Direction -
Return, word for word, the lines of the listing below, starting at the line that contains "the sliced mushroom" and ending at the line that contains "the sliced red", with both of those lines included.
***** Supplied information *****
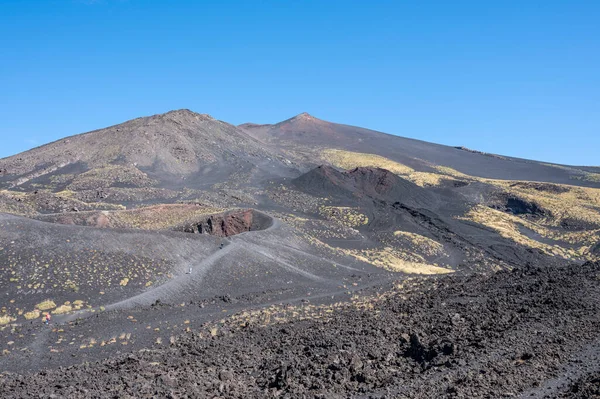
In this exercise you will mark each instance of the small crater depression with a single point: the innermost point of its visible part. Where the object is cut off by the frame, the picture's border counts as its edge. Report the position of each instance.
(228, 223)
*****
***** Supplied information *****
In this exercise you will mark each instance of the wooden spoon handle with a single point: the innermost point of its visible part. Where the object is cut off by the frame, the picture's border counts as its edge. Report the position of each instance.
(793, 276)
*****
***** Supplied information *****
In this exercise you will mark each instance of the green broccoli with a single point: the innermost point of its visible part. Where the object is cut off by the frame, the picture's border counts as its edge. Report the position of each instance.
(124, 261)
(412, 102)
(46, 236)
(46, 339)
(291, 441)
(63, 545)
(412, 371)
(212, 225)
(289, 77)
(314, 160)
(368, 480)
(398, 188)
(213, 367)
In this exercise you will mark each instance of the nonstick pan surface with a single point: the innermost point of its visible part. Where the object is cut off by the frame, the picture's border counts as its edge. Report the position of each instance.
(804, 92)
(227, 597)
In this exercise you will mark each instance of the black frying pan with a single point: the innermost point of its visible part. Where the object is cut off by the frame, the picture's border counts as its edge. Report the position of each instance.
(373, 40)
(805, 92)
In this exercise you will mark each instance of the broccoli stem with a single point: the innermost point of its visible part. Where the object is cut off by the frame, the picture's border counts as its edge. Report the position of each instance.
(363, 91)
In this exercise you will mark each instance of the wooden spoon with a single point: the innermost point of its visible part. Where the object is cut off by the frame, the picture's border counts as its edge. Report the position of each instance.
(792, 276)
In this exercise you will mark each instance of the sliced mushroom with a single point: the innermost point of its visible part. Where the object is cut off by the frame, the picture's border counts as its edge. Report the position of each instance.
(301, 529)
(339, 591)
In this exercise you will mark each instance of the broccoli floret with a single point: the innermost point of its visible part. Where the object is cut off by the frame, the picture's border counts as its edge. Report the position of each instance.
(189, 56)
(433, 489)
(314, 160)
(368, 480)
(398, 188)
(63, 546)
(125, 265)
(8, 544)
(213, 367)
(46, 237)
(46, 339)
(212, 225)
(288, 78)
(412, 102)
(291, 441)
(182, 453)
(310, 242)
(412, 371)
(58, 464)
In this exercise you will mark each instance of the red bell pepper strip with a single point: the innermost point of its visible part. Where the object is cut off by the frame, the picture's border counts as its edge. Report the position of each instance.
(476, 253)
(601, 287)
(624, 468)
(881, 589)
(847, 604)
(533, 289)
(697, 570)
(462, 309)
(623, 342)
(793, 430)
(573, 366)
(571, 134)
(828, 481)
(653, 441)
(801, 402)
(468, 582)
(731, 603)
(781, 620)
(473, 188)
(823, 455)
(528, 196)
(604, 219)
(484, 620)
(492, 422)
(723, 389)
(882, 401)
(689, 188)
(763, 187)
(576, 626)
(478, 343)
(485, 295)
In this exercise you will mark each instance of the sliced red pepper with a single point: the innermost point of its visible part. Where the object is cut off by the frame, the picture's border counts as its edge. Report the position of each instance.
*****
Solution -
In this exercise you will mark each instance of the sliced mushroom with a single point: the innermost point of its visible part. Where the object is cut off by the frame, the picture's border counts as its edge. Report the position of each instance.
(301, 529)
(339, 591)
In this exercise you will mark each instance of the broccoli floret with a single point: the innermost point of its visible part. Where the object is cut off by the frame, the picture's border counts as its edge. Report the position of each instance.
(189, 56)
(433, 489)
(314, 160)
(368, 480)
(398, 188)
(63, 546)
(125, 265)
(8, 544)
(213, 367)
(46, 237)
(46, 339)
(212, 225)
(288, 78)
(412, 102)
(291, 441)
(182, 453)
(310, 242)
(412, 371)
(58, 464)
In this exercise you will mark each instance of the red bell pepper strip with a single point: the innermost point of its visible part. Where the object is cut off by the frame, the picture's border counts as its edge. Report the position of each instance.
(476, 253)
(601, 287)
(624, 468)
(881, 589)
(847, 604)
(533, 289)
(697, 570)
(462, 309)
(623, 342)
(793, 430)
(573, 366)
(571, 134)
(828, 481)
(653, 441)
(801, 402)
(468, 582)
(731, 603)
(781, 620)
(473, 188)
(823, 455)
(528, 196)
(604, 219)
(484, 620)
(492, 422)
(723, 389)
(882, 401)
(689, 188)
(763, 187)
(576, 626)
(478, 343)
(485, 295)
In this exercise you will mark each instance of the sliced red pepper with a single point: the innermost point of its visible part. Where the object is cut off by the frame, the picture's border counts as its edge. Report the position of each instance.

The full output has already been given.